### TEXT EXTRACT
There are many good reasons to keep the humidity level low in your house.

A lower humidity level can help to keep your family more comfortable. It will also save you money by reducing your need for air conditioning or heating and improve your indoor air quality by discouraging the growth of dust mites and mold. Even more importantly, reducing indoor humidity can protect your home from moisture damage!
High humidity is as easy to recognize as feeling the temperature change when walking in and out, but it can also be spotted in other ways. There can be visible signs such as condensation on windows or mirrors, mold or mildew growths, and wet spots on walls or ceilings.

Some common causes of excess moisture include:

  • Bathroom Ventilation – Bathrooms are notorious for high humidity, especially if you aren’t opening a window or operating a ventilation fan during showers and baths.
  • Indoor Plants – It may sound strange, but having a large amount of indoor plants can increase humidity. A few plants promote a healthy environment, but a large amount can increase moisture levels and reduce the effectiveness of your HVAC system.
  • Roof and Basement Areas – The roof and basement are common sources of humidity in the home. Even a minor roof leak can collect and hold moisture for long periods of time. Similarly, an improperly sealed basement or poorly fitted flooring are also major sources of moisture entering the home.
  • HVAC Maintenance – A dirty or blocked condenser coil will prevent your HVAC unit from removing water from the air.

There are some relatively easy solutions to help reduce your indoor humidity levels. Most of these solutions are cheap and easy to maintain. It may take a little bit of work but keeping humidity levels low can save you from serious problems down the road!

Here are some great ways to keep indoor humidity low:

  • Change your shower routine – Be sure to run a ventilation fan or open a window during your shower. You can also make an effort to take shorter showers. By shortening the length of showers and increasing ventilation you can reduce the moisture build-up inside your home.

### DATASET SECTION
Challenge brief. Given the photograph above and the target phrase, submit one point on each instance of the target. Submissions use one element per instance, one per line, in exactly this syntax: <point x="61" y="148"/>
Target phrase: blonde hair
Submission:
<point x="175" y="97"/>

### WRITTEN EXERCISE
Please extend the piece on keeping indoor humidity low, starting right after its last sentence.

### EXPECTED OUTPUT
  • Cover the soil of houseplants – a layer of rocks will stop the moisture from leaving the soil and entering your home’s air. If you have a large collection of houseplants, try putting some outside, if the weather permits. Potted plants give off moisture and you may notice a reduction in humidity with them outside.
  • Improve air circulation – Well circulated air will dry out faster than having a stagnant air flow. Make sure that your ceiling fans are set to summer rotation and running. If you don’t already have them, install and use bathroom and kitchen ventilation fans. Good ventilation can do wonders when there is an excess of moisture in your home. Leaving the doors open to the rooms in your house is also a good way to improve air circulation.
  • Be conscious in the kitchen – Cooking indoors also raises humidity levels quickly. Cover pots while you’re cooking and always keep your vent fan running while you have liquids heating on the stove. If you don’t have a vent fan, get one installed or open your windows. Cooking outside on a grill can be a great way to keep excess moisture outside!
  • Dehumidifier – Remove moisture from the air with a dehumidifier. Portable dehumidifiers are very effective in laundry rooms, basements, bathrooms and any room that isn’t air-conditioned or has poor air circulation. If a room isn’t attached to your HVAC, this can be a great solution to reducing humidity in the entire house. Be aware that you will need to empty the collected water on most portable units!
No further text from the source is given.